• TASK TO COMPLETE
Retype the stretch of the listing below from the line containing "the group of people in distance" through the end of the listing, reproducing every line without alteration.

• EXCERPTED RECORDS
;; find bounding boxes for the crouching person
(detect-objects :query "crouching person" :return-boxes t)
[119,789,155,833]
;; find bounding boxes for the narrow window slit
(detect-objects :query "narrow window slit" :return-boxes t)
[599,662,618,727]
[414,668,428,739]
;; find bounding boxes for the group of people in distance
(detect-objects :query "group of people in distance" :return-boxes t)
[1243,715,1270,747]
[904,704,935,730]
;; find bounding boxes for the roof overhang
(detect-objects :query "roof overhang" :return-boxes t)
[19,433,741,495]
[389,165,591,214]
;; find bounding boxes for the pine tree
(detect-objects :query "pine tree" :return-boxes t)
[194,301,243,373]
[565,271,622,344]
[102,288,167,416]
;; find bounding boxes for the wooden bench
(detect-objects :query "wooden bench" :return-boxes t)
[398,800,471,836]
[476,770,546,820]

• EXERCISE RESPONSE
;; find bounding boxes for the group of people in distance
(detect-objects :query "group of people in distance" :return-boxes t)
[1243,715,1270,747]
[904,704,935,730]
;; find bounding boxes for the roof overhang
(detect-objects :query "roof overhang" :return-boxes t)
[19,433,741,495]
[389,165,591,214]
;; find bounding boxes for the pine tree
(detect-objects :query "pine tree" :return-boxes t)
[194,301,243,373]
[565,271,622,344]
[102,288,167,416]
;; find bounding boxes for the wooden bench
(detect-objects :query "wooden bench" :return-boxes t)
[398,800,471,836]
[476,770,546,820]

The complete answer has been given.